## Instruction 1
According to the text on Sojourners' funding, how much was the grant George Soros made to Sojourners in 2004?
## Instruction 2
Please reproduce, word for word, the part of the Sojourners text that opens with the words "George Soros, one" and closes with "Obama and others.".
## Instruction 3
Carry on the article about Sojourners' finances from the point where it stops.

## Supplied text

Jim has tried to have it both ways. He advises Obama while calling himself a "nonpartisan evangelical minister." For years he attacked Christian conservatives for letting the GOP rent their mailing lists, but in 2007, according to The Washington Post, Obama rented the mailing list of Jim's organization, Sojourners.

George Soros, one of the leading billionaire leftists-he has financed groups promoting abortion, atheism, same-sex marriage, and gargantuan government-bankrolled Sojourners with a $200,000 grant in 2004. A year later, here's how Jim rebutted a criticism of "religious progressives" for being allied with Soros and MoveOn.org: "I know of no connections to those liberal funds and groups that are as direct as the Religious Right's ties to right-wing funders."

Since then Sojourners has received at least two more grants from Soros organizations. Sojourners revenues have more than tripled-from $1,601,171 in 2001-2002 to $5,283,650 in 2008-2009-as secular leftists have learned to use the religious left to elect Obama and others.

As 19th-century novelist William Dean Howells may have put it, financial hazard has become new fortune: According to IRS form 990s, the expenses of Sojourners overran its revenue early in the past decade, and on June 30, 2002, the organization had a negative balance of $375,154. But Sojourners then became more politically useful, and on June 30, 2009, it had a positive balance of $2,316,233.

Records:
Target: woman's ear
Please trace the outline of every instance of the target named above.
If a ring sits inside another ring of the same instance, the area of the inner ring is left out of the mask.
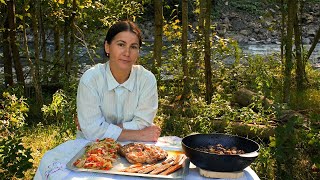
[[[107,42],[104,43],[104,51],[106,52],[106,54],[109,54],[110,52],[110,45]]]

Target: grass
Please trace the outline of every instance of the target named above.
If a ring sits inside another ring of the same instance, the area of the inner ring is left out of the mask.
[[[72,134],[65,137],[61,136],[61,127],[59,125],[44,126],[42,124],[38,124],[35,127],[26,128],[24,132],[26,136],[23,137],[22,141],[25,147],[31,148],[31,155],[33,157],[33,168],[25,172],[25,179],[27,180],[33,179],[45,152],[53,149],[63,142],[75,138],[75,135]]]

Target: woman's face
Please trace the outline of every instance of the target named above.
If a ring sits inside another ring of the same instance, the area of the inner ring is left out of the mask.
[[[105,51],[109,53],[110,66],[114,70],[130,72],[139,57],[138,36],[130,31],[120,32],[110,44],[105,44]]]

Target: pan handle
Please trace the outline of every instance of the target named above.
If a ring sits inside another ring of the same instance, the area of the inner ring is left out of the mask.
[[[257,157],[259,153],[257,151],[253,151],[246,154],[239,154],[240,157]]]

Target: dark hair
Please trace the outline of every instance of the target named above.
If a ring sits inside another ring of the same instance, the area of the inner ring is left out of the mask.
[[[141,30],[139,27],[132,21],[119,21],[112,25],[106,35],[106,38],[104,40],[104,44],[108,43],[111,44],[111,41],[113,38],[120,32],[123,31],[130,31],[138,36],[139,39],[139,46],[141,47],[142,45],[142,38],[141,38]]]

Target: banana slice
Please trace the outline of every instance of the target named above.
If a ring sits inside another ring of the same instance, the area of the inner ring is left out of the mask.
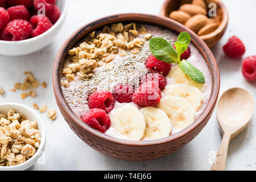
[[[175,127],[185,129],[194,120],[194,111],[184,98],[168,96],[162,98],[157,107],[163,110]]]
[[[146,120],[137,107],[121,107],[113,111],[110,118],[111,126],[123,136],[136,141],[140,140],[144,136]]]
[[[170,119],[162,110],[147,107],[140,111],[146,118],[145,137],[155,140],[170,135],[172,131]]]
[[[197,88],[202,92],[205,90],[204,84],[197,83],[188,77],[178,65],[172,69],[167,77],[169,78],[174,78],[176,84],[186,84]]]
[[[164,90],[164,94],[165,96],[185,98],[190,104],[195,112],[200,109],[204,98],[202,93],[198,88],[185,84],[169,86]]]

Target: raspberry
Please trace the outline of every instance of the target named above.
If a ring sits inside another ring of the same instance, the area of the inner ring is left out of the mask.
[[[107,90],[99,90],[93,93],[88,100],[90,109],[98,108],[108,114],[113,110],[115,98],[112,93]]]
[[[248,81],[256,80],[256,56],[249,56],[245,59],[242,73]]]
[[[30,9],[33,6],[33,0],[8,0],[7,4],[8,7],[24,5],[27,9]]]
[[[8,23],[9,19],[8,12],[3,7],[0,7],[0,30]]]
[[[166,79],[165,77],[159,73],[148,73],[140,79],[140,84],[144,84],[150,81],[155,81],[159,85],[161,90],[164,90],[167,85]]]
[[[245,47],[239,39],[233,36],[223,47],[223,50],[227,56],[231,58],[238,58],[245,54]]]
[[[175,47],[175,45],[172,46],[174,49],[176,49],[176,47]],[[189,59],[191,56],[191,49],[189,47],[188,47],[188,49],[185,51],[183,53],[181,54],[180,56],[180,60],[182,61],[184,59],[186,60]]]
[[[30,14],[29,10],[24,5],[18,5],[13,6],[7,9],[10,16],[10,20],[16,19],[25,19],[29,20]]]
[[[54,5],[54,7],[52,10],[46,11],[46,16],[49,18],[52,24],[57,22],[59,17],[60,17],[60,10],[59,9],[57,6]]]
[[[38,4],[43,3],[46,7],[46,11],[52,10],[55,4],[55,0],[34,0],[34,6],[37,10],[39,10],[42,7]]]
[[[30,23],[34,28],[31,33],[32,37],[45,32],[52,26],[50,19],[43,16],[34,15],[30,18]]]
[[[15,19],[7,24],[2,37],[4,40],[22,40],[29,38],[32,30],[32,26],[26,20]]]
[[[159,60],[153,55],[148,57],[145,64],[151,73],[156,73],[156,71],[157,71],[164,76],[169,73],[172,67],[170,64]]]
[[[0,0],[0,7],[5,7],[6,5],[6,0]]]
[[[110,127],[111,121],[106,112],[100,109],[92,109],[81,117],[81,119],[91,127],[104,133]]]
[[[132,102],[134,93],[133,87],[127,84],[119,84],[114,88],[113,96],[116,101],[120,103]]]
[[[156,106],[162,97],[159,84],[155,81],[143,84],[132,96],[132,101],[140,107]]]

## Expected answer 1
$200,000

## Expected answer 2
George Soros, one of the leading billionaire leftists-he has financed groups promoting abortion, atheism, same-sex marriage, and gargantuan government-bankrolled Sojourners with a $200,000 grant in 2004. A year later, here's how Jim rebutted a criticism of "religious progressives" for being allied with Soros and MoveOn.org: "I know of no connections to those liberal funds and groups that are as direct as the Religious Right's ties to right-wing funders."

Since then Sojourners has received at least two more grants from Soros organizations. Sojourners revenues have more than tripled-from $1,601,171 in 2001-2002 to $5,283,650 in 2008-2009-as secular leftists have learned to use the religious left to elect Obama and others.

## Expected answer 3
Let's not knock such financial success; I've learned over the past three years that administration is very hard, and Jim and his associates deserve compliments for their management prowess. Jim's consistency also deserves recognition: This year on May 27, on his blog God's Politics, he blasted the Tea Party movement. On June 17, in The Huffington Post, he praised President Obama's television speech about the Gulf oil spill at a time when many liberals as well as conservatives were blasting it.

But what I want is an open admission: "I am partisan. I'm for Barack. I'm glad that Soros helped us to overcome our poverty. When I recommend 'going deeper,' I'm calling for a deep route down the left sideline." Maybe we can move toward such glasnost by pretending we're at an Alcoholics Anonymous meeting. I'll stand up first: "My name is Marvin and I'm [gasp, choke, sigh] on the right." Then Jim says, "My name is Jim and I'm [gasp, choke, sigh] on the left." That will work. 

Email molasky@wng.org

(For a further perspective, read "Jim Wallis and the Folly of 'Progressive' Christianity: C. S. Lewis on Contemporary Politics-David Theroux for Cross Examinations.")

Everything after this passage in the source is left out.